Moreover, the survival stories of young people suffering from various kinds of problems are a popular subject in research (e.g. Ojanen Citation2009; Lämsä Citation2009; Reinikainen Citation2009; Kuorelahti et al. Citation1999). For example, CitationJuha Mikkonen's (2012) study To Be Socially Excluded or to Survive analysed young people's experiences living with a small income. The researcher argued for the importance of seeing young people as active agents who react to economic, political and social changes. Nevertheless, the young people's experiences were discussed in therapeutic terms. A small income was seen as leading to a stressful life, diminished well-being, anxiety, feelings of guiltiness and social isolation – surviving with a small income being equated with psychological survival.

* _Natural-language object grounding data_:
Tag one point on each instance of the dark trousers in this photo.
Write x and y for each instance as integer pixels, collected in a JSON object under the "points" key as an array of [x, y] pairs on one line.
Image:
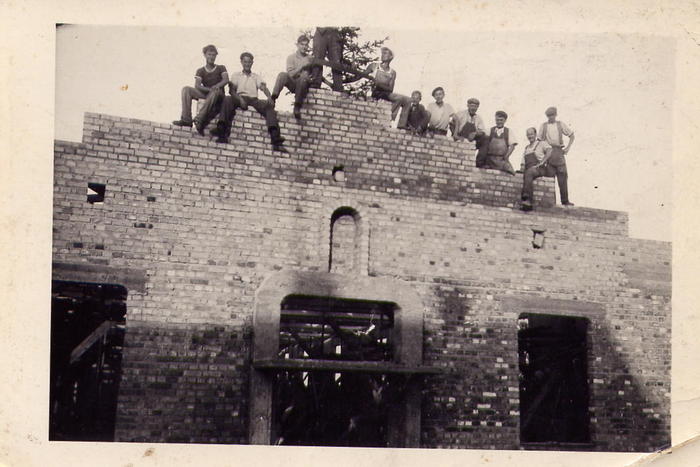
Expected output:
{"points": [[498, 162], [327, 41], [398, 101], [482, 147], [556, 166], [417, 120], [299, 85], [231, 103], [211, 106]]}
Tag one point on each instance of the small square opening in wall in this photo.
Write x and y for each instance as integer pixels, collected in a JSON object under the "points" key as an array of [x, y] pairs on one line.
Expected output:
{"points": [[538, 237], [96, 193], [339, 173]]}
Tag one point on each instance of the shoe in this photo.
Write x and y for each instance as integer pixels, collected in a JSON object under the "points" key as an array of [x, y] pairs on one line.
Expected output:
{"points": [[275, 137]]}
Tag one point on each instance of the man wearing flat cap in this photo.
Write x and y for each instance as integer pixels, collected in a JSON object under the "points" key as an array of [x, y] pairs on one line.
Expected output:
{"points": [[441, 113], [500, 146], [553, 131], [470, 126]]}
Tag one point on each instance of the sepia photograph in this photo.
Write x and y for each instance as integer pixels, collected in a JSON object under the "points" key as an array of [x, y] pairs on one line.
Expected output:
{"points": [[361, 236], [340, 237]]}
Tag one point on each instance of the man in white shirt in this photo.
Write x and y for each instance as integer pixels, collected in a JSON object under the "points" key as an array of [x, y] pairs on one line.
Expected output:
{"points": [[298, 75], [470, 126], [500, 146], [535, 157], [243, 88], [441, 113], [553, 131]]}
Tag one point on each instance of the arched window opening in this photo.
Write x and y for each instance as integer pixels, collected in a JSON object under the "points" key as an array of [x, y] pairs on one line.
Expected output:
{"points": [[344, 257]]}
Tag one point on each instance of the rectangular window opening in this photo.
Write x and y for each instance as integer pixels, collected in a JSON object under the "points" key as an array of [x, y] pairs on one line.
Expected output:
{"points": [[554, 391], [87, 335], [328, 328], [334, 407]]}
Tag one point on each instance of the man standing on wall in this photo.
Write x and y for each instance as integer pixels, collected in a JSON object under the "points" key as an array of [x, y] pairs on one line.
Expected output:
{"points": [[470, 126], [534, 165], [209, 82], [418, 117], [327, 41], [500, 146], [441, 113], [244, 88], [297, 77], [553, 131]]}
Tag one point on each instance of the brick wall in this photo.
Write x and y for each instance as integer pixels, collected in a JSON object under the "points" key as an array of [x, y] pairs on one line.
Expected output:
{"points": [[201, 225]]}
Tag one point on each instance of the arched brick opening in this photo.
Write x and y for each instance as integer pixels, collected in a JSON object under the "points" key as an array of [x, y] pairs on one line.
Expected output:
{"points": [[406, 358]]}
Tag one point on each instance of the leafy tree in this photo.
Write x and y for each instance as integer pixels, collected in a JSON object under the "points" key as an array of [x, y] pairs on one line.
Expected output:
{"points": [[356, 54]]}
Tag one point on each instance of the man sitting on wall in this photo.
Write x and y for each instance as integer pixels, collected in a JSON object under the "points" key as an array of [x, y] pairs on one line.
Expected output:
{"points": [[297, 77], [383, 78], [441, 113], [469, 125], [418, 117], [500, 146], [244, 88], [553, 132], [209, 82], [534, 165]]}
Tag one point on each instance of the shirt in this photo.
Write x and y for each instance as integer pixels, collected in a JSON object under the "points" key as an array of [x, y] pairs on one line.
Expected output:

* _TASKS TO CARRY OUT_:
(a) From the passage on young people's survival stories, return the words starting at "Moreover, the survival" and stopping after "with psychological survival.".
(b) Continue the passage on young people's survival stories from its last sentence.
The rows have no role here.

* _ANSWERS FOR THIS EXERCISE_:
(a)
Moreover, the survival stories of young people suffering from various kinds of problems are a popular subject in research (e.g. Ojanen Citation2009; Lämsä Citation2009; Reinikainen Citation2009; Kuorelahti et al. Citation1999). For example, CitationJuha Mikkonen's (2012) study To Be Socially Excluded or to Survive analysed young people's experiences living with a small income. The researcher argued for the importance of seeing young people as active agents who react to economic, political and social changes. Nevertheless, the young people's experiences were discussed in therapeutic terms. A small income was seen as leading to a stressful life, diminished well-being, anxiety, feelings of guiltiness and social isolation – surviving with a small income being equated with psychological survival.

(b)
Based on my analysis of government reports etc., it seems that young people are left with two choices: either survival or social exclusion. In my earlier research, I argued how in educational programmes young people have been the targets of various activities aiming to encourage them to speak out (Brunila Citation2011, 2012a/b). Typical of such programmes in Finland was taking part in individually based analyses of emotional needs, sometimes in the form of instruments to assess category disorders such as ADHD, but also broader diagnoses of anger management and behaviour problems followed by individual and group activities to help participants explore, understand and manage their emotions. I presented how the young people I interviewed described the therapeutic activities they had participated in. They also explained how the project workers gave them direction, including what one should be thinking and saying, and then instant feedback. The discourse of survival was so taken-for-granted that as a researcher I was not even able to recognise it at first until I read McLaughlin's book. When revisiting my research data, I noticed how young people also well occasionally spoke in terms of survival. Pekka and Lauri, for example, described how the project they were taking part was helping them:

I have had emotional problems and all kinds of problems, but this project has taught me how to survive.

Some time ago I did not know if I would survive but I have learned to get rid of old surviving models and use new ones, better ones.

These extracts from Pekka's and Lauri's interviews also describe how young people's existence is shaped by therapisation and how, as a consequence, they begin to position themselves as survivors. In this way, the therapeutic discourse seems to be seductive. It guides young people to understand what is desirable for them, and what is possible, and how to get heard. Some of the youth workers I interviewed also spoke in terms of survival. They described the activities of the programmes and how these supported the survival of the young people they worked with.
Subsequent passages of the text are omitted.